• Input data:
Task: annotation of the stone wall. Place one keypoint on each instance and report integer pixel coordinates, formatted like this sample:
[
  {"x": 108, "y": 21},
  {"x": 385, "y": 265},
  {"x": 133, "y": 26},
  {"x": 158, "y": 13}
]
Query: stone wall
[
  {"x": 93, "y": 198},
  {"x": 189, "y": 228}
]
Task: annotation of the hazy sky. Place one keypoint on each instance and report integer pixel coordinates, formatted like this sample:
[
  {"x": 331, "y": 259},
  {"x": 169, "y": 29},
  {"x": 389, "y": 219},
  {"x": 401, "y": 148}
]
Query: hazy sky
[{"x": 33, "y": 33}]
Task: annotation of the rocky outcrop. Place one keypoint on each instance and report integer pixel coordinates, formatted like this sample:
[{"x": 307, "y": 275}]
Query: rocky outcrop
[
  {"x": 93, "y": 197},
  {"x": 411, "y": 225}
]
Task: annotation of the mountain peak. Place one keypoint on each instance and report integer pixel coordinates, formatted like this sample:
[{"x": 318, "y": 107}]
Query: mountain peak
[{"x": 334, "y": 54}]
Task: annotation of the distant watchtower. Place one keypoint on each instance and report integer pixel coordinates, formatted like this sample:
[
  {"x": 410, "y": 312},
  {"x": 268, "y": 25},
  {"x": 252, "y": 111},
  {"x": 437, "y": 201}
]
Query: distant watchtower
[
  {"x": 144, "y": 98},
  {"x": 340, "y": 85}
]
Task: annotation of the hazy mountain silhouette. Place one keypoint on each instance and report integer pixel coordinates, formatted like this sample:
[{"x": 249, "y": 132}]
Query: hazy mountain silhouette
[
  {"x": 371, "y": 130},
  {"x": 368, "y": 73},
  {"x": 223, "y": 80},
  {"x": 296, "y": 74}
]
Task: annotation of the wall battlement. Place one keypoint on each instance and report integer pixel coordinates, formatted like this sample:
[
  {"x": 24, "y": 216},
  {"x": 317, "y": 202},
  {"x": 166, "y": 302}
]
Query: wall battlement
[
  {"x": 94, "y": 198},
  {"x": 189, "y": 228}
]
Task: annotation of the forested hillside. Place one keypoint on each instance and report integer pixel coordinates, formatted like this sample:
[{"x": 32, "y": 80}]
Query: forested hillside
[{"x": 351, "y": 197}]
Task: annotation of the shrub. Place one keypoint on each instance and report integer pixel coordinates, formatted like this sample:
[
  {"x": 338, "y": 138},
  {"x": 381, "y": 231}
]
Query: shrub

• Task to complete: Repeat each line of the data exactly as it appears above.

• Answer section:
Task: annotation of the stone wall. Place one keypoint on each instance and report integer pixel coordinates, formatted like this sample:
[
  {"x": 108, "y": 21},
  {"x": 385, "y": 265},
  {"x": 133, "y": 26},
  {"x": 158, "y": 13}
]
Query: stone wall
[
  {"x": 93, "y": 198},
  {"x": 189, "y": 228}
]
Task: annotation of the hazy sky. Place one keypoint on each instance and report integer pixel coordinates, formatted like this sample:
[
  {"x": 331, "y": 259},
  {"x": 169, "y": 29},
  {"x": 389, "y": 219},
  {"x": 401, "y": 148}
]
Query: hazy sky
[{"x": 33, "y": 33}]
Task: annotation of the rocky outcrop. Place one keypoint on each instance and report integer pixel coordinates, formatted like this sample:
[{"x": 307, "y": 275}]
Query: rocky outcrop
[
  {"x": 93, "y": 197},
  {"x": 411, "y": 225}
]
Task: annotation of the mountain peak. Place one keypoint on each instance and report integer pixel coordinates, formatted like this sample:
[{"x": 318, "y": 107}]
Query: mountain peak
[{"x": 334, "y": 54}]
Task: annotation of the distant watchtower. Place one keypoint on each instance and report integer pixel coordinates, formatted like this sample:
[
  {"x": 410, "y": 312},
  {"x": 268, "y": 25},
  {"x": 252, "y": 111},
  {"x": 437, "y": 201}
]
Query: distant watchtower
[
  {"x": 144, "y": 98},
  {"x": 340, "y": 85}
]
Task: annotation of the hazy mountain silhouette. Place one keypoint on each instance and report integer pixel coordinates, formatted like this sample:
[{"x": 249, "y": 132}]
Query: hazy mountain silhouette
[
  {"x": 371, "y": 130},
  {"x": 368, "y": 73},
  {"x": 223, "y": 80},
  {"x": 296, "y": 74}
]
Task: annotation of the wall battlement. Place one keypoint on each instance and report integer pixel coordinates, formatted like this sample:
[
  {"x": 24, "y": 216},
  {"x": 317, "y": 202},
  {"x": 166, "y": 302}
]
Query: wall battlement
[
  {"x": 94, "y": 198},
  {"x": 189, "y": 228}
]
Task: annotation of the forested hillside. Place one keypoint on each instance and report integer pixel coordinates, formatted like this sample:
[{"x": 32, "y": 80}]
Query: forested hillside
[{"x": 351, "y": 197}]
Task: annotation of the shrub. Place one keypoint on each instance and report integer pixel coordinates, formatted like this sample:
[
  {"x": 338, "y": 138},
  {"x": 381, "y": 231}
]
Query: shrub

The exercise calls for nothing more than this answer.